Given passage Block Start
As a Data Extraction Engineer, you will be responsible for designing, building and maintaining tooling for the extraction of data from a variety of sources, from highly structured to seemingly no structure at all. You will work closely with the engineering and data science teams to transform data from these sources into usable data.
What you’ll be responsible for
- You will be in charge of developing extraction tooling for a wide range of sources.
- You will design systems to be highly automated and adapt to changing conditions.
- You will take charge of your own work and proactively suggest improvements across the range of tooling.
- You will vigilantly identify errors and help define technical solutions.
- You will help satisfy the goals by utilising a wide range of technologies
What we’re looking for
- Strong agile mindset - iterate fast and get feedback early
- Proven experience in Python (PANDAS, Numpy)
Given passage Block End
Entries shown Block Start
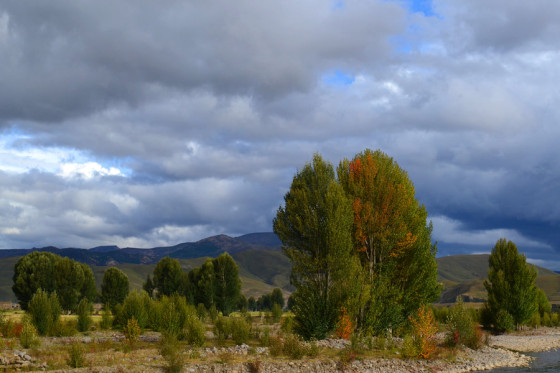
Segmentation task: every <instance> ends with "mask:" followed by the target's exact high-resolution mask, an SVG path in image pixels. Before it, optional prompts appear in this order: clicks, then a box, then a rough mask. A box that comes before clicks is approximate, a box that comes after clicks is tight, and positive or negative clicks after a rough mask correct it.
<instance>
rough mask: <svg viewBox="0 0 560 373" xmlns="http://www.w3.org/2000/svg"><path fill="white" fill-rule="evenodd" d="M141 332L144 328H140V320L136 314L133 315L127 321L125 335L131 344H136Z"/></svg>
mask: <svg viewBox="0 0 560 373" xmlns="http://www.w3.org/2000/svg"><path fill="white" fill-rule="evenodd" d="M141 333H142V330H141V329H140V326H139V325H138V321H136V319H135V318H134V316H133V317H131V318H130V319H129V320H128V321H127V323H126V326H124V327H123V334H124V337H125V338H126V340H127V342H128V344H129V345H130V346H132V345H134V344H135V343H136V342H137V341H138V339H139V338H140V334H141Z"/></svg>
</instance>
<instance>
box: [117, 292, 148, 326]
mask: <svg viewBox="0 0 560 373" xmlns="http://www.w3.org/2000/svg"><path fill="white" fill-rule="evenodd" d="M150 306H151V299H150V297H149V296H148V293H146V292H145V291H142V292H140V291H137V290H134V291H131V292H130V293H128V295H127V296H126V298H125V300H124V303H123V305H122V307H119V306H118V305H117V306H116V307H115V323H116V325H117V326H119V327H123V326H126V323H127V322H128V320H130V319H131V318H133V317H134V319H135V320H136V322H137V323H138V326H139V327H140V329H142V330H143V329H144V328H145V327H146V326H147V325H148V315H149V314H148V311H149V310H150V309H151V307H150Z"/></svg>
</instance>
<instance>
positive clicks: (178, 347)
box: [159, 336, 185, 373]
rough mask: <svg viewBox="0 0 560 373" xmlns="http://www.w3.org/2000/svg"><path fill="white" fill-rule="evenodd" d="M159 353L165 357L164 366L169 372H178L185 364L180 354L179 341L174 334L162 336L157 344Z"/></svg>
mask: <svg viewBox="0 0 560 373" xmlns="http://www.w3.org/2000/svg"><path fill="white" fill-rule="evenodd" d="M159 353H160V354H161V356H163V358H164V359H165V362H166V363H167V366H166V367H165V368H164V370H165V371H166V372H169V373H179V372H181V371H182V370H183V365H184V364H185V361H184V358H183V356H182V355H181V351H180V348H179V343H178V342H177V339H176V338H175V337H174V336H164V337H163V338H162V340H161V342H160V344H159Z"/></svg>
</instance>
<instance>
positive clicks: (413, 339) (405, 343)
mask: <svg viewBox="0 0 560 373" xmlns="http://www.w3.org/2000/svg"><path fill="white" fill-rule="evenodd" d="M419 352H420V351H419V350H418V348H417V344H416V343H414V338H412V336H411V335H409V334H407V335H405V336H404V338H403V344H402V347H401V355H402V356H403V357H404V358H407V359H410V358H413V357H417V356H418V354H419Z"/></svg>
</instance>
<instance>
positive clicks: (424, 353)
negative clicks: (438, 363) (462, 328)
mask: <svg viewBox="0 0 560 373" xmlns="http://www.w3.org/2000/svg"><path fill="white" fill-rule="evenodd" d="M410 322H411V323H412V327H413V333H414V340H415V343H416V344H417V349H418V356H419V357H421V358H423V359H429V358H430V356H431V355H432V353H433V352H434V351H435V349H436V341H435V335H436V333H437V326H436V322H435V320H434V314H433V313H432V310H431V309H430V308H428V307H426V306H421V307H420V308H419V309H418V311H417V315H416V316H415V317H410ZM471 324H473V323H472V320H471Z"/></svg>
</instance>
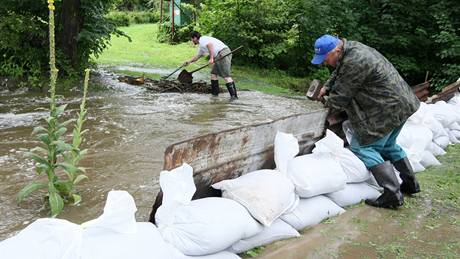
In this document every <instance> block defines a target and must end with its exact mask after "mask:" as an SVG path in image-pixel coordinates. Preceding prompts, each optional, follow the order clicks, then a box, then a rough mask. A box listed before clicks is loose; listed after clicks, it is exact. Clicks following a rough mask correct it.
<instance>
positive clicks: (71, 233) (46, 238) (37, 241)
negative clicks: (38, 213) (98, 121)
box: [0, 191, 239, 259]
mask: <svg viewBox="0 0 460 259" xmlns="http://www.w3.org/2000/svg"><path fill="white" fill-rule="evenodd" d="M136 211H137V208H136V205H135V203H134V199H133V197H132V196H131V195H130V194H129V193H128V192H126V191H110V192H109V193H108V197H107V201H106V204H105V207H104V213H103V214H102V215H101V216H100V217H98V218H96V219H94V220H91V221H88V222H85V223H83V224H81V225H79V224H75V223H72V222H70V221H67V220H63V219H56V218H41V219H38V220H36V221H34V222H33V223H31V224H30V225H28V226H27V227H26V228H25V229H23V230H21V231H20V232H19V233H18V234H16V235H15V236H13V237H11V238H9V239H6V240H4V241H2V242H0V258H8V259H130V258H136V259H152V258H155V259H196V258H199V259H237V258H239V257H238V256H237V255H235V254H233V253H230V252H227V251H223V252H220V253H216V254H211V255H206V256H197V257H195V256H193V257H192V256H186V255H184V254H183V253H182V252H180V251H179V250H178V249H177V248H175V247H174V246H173V245H171V244H169V243H167V242H165V241H164V240H163V237H162V236H161V234H160V231H159V230H158V228H157V227H156V226H155V225H154V224H152V223H150V222H136V220H135V212H136Z"/></svg>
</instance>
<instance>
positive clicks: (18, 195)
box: [17, 183, 48, 202]
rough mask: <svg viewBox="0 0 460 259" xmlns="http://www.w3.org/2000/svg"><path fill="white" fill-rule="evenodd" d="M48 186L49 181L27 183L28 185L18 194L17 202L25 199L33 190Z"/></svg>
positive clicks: (43, 187)
mask: <svg viewBox="0 0 460 259" xmlns="http://www.w3.org/2000/svg"><path fill="white" fill-rule="evenodd" d="M47 186H48V184H47V183H31V184H29V185H27V186H26V187H24V188H22V190H21V191H19V193H18V195H17V202H21V201H23V200H24V199H25V198H26V197H27V196H29V194H31V193H32V192H34V191H36V190H39V189H43V188H46V187H47Z"/></svg>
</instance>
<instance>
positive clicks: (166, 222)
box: [155, 163, 196, 224]
mask: <svg viewBox="0 0 460 259" xmlns="http://www.w3.org/2000/svg"><path fill="white" fill-rule="evenodd" d="M160 187H161V190H162V191H163V200H162V204H161V206H160V207H159V208H158V210H157V212H156V214H155V217H158V218H161V220H163V224H169V223H168V221H169V220H173V217H171V216H172V215H173V214H174V211H175V210H176V208H177V207H179V206H182V205H186V204H189V203H190V201H191V200H192V197H193V194H194V193H195V191H196V186H195V182H194V181H193V168H192V167H191V166H190V165H188V164H187V163H184V164H182V166H180V167H177V168H174V169H173V170H171V171H166V170H165V171H162V172H161V173H160Z"/></svg>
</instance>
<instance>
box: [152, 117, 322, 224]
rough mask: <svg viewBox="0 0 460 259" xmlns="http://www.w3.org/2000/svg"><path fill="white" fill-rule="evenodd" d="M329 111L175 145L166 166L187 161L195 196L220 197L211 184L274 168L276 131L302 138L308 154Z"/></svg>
mask: <svg viewBox="0 0 460 259" xmlns="http://www.w3.org/2000/svg"><path fill="white" fill-rule="evenodd" d="M327 113H328V110H327V109H320V110H317V111H312V112H309V113H302V114H295V115H290V116H287V117H284V118H280V119H277V120H274V121H271V122H266V123H260V124H255V125H250V126H245V127H240V128H235V129H229V130H225V131H220V132H217V133H211V134H207V135H203V136H199V137H196V138H192V139H189V140H185V141H181V142H178V143H175V144H172V145H171V146H169V147H167V148H166V151H165V156H164V169H165V170H171V169H173V168H176V167H178V166H180V165H182V163H184V162H186V163H188V164H190V165H191V166H192V167H193V169H194V180H195V185H196V186H197V192H196V193H195V196H194V199H198V198H203V197H209V196H218V195H219V194H220V193H219V192H218V191H216V190H213V189H212V188H211V187H210V186H211V185H212V184H214V183H216V182H219V181H221V180H225V179H232V178H236V177H238V176H240V175H242V174H245V173H248V172H251V171H254V170H258V169H264V168H269V169H273V168H274V167H275V163H274V146H273V144H274V140H275V136H276V133H277V131H282V132H286V133H291V134H293V135H294V136H295V137H296V138H297V139H298V140H299V146H300V153H301V154H306V153H309V152H310V151H311V149H312V148H313V146H314V143H315V142H316V141H317V140H318V139H320V138H321V137H322V136H323V134H324V130H325V121H326V116H327ZM161 200H162V193H161V192H160V193H159V195H158V196H157V199H156V201H155V204H154V205H153V207H152V212H151V214H150V221H151V222H154V221H155V218H154V215H155V213H156V210H157V209H158V207H159V206H160V205H161Z"/></svg>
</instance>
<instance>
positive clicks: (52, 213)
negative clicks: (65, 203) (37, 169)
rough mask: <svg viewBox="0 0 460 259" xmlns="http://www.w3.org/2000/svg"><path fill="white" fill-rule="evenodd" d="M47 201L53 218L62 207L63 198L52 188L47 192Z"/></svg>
mask: <svg viewBox="0 0 460 259" xmlns="http://www.w3.org/2000/svg"><path fill="white" fill-rule="evenodd" d="M48 202H49V204H50V208H51V217H53V218H55V217H56V216H57V215H59V213H61V211H62V209H63V208H64V200H63V199H62V197H61V195H59V194H58V193H57V192H56V191H55V189H54V190H50V192H49V197H48Z"/></svg>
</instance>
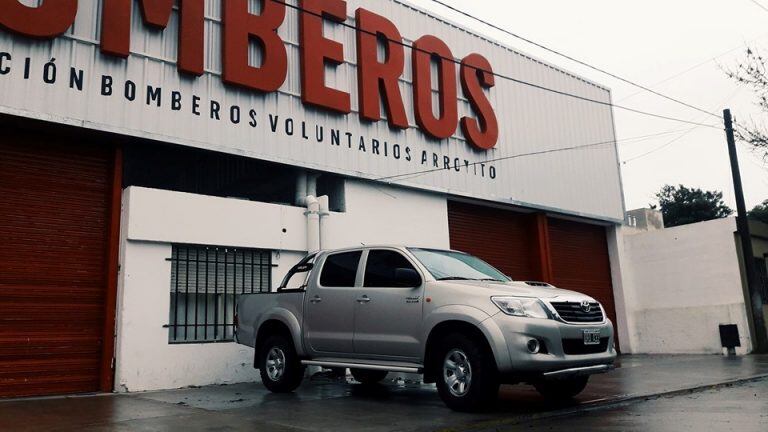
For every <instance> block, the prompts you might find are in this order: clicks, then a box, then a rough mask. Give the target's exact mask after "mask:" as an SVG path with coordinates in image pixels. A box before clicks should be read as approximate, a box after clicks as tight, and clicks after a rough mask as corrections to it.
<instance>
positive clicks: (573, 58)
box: [430, 0, 754, 119]
mask: <svg viewBox="0 0 768 432" xmlns="http://www.w3.org/2000/svg"><path fill="white" fill-rule="evenodd" d="M430 1H431V2H433V3H437V4H439V5H442V6H443V7H446V8H448V9H450V10H452V11H454V12H456V13H459V14H461V15H463V16H465V17H468V18H470V19H473V20H475V21H478V22H480V23H482V24H485V25H487V26H489V27H491V28H493V29H496V30H498V31H500V32H503V33H505V34H507V35H509V36H512V37H514V38H516V39H519V40H522V41H524V42H526V43H529V44H531V45H533V46H536V47H538V48H541V49H543V50H545V51H548V52H550V53H552V54H555V55H558V56H560V57H563V58H565V59H568V60H570V61H572V62H575V63H578V64H580V65H582V66H585V67H588V68H589V69H592V70H594V71H597V72H600V73H602V74H604V75H607V76H609V77H611V78H614V79H617V80H619V81H622V82H624V83H626V84H629V85H631V86H633V87H637V88H639V89H642V90H644V91H647V92H650V93H653V94H655V95H656V96H659V97H662V98H664V99H667V100H670V101H672V102H675V103H677V104H680V105H683V106H686V107H688V108H691V109H694V110H696V111H699V112H702V113H704V114H707V115H710V116H713V117H716V118H719V119H721V118H722V117H721V116H719V115H717V114H715V113H712V112H710V111H707V110H705V109H702V108H699V107H697V106H695V105H691V104H689V103H687V102H684V101H681V100H679V99H676V98H673V97H671V96H667V95H665V94H663V93H660V92H658V91H656V90H653V89H651V88H649V87H646V86H644V85H642V84H638V83H636V82H634V81H631V80H629V79H627V78H624V77H621V76H619V75H616V74H614V73H612V72H608V71H607V70H605V69H602V68H599V67H597V66H593V65H591V64H589V63H587V62H585V61H582V60H579V59H577V58H574V57H572V56H569V55H567V54H564V53H562V52H560V51H557V50H555V49H553V48H549V47H547V46H545V45H542V44H540V43H538V42H535V41H533V40H531V39H528V38H526V37H523V36H520V35H518V34H516V33H513V32H511V31H509V30H507V29H504V28H502V27H499V26H497V25H495V24H493V23H491V22H489V21H486V20H484V19H482V18H478V17H476V16H475V15H472V14H470V13H468V12H465V11H463V10H461V9H459V8H457V7H454V6H451V5H449V4H447V3H445V2H443V1H440V0H430ZM752 1H754V0H752Z"/></svg>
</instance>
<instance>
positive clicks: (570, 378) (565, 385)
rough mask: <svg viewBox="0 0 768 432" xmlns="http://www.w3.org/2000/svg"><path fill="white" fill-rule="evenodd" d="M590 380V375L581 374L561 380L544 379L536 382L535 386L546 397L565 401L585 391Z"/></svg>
Entries shown Block End
- _Job 1_
In the job description, which teams will the Data Extraction Engineer work closely with?
- _Job 2_
Reproduce the job description from "As a Data Extraction" up to and including "to changing conditions.".

- _Your solution 1_
The engineering and data science teams.

- _Your solution 2_
As a Data Extraction Engineer, you will be responsible for designing, building and maintaining tooling for the extraction of data from a variety of sources, from highly structured to seemingly no structure at all. You will work closely with the engineering and data science teams to transform data from these sources into usable data.
What you’ll be responsible for
- You will be in charge of developing extraction tooling for a wide range of sources.
- You will design systems to be highly automated and adapt to changing conditions.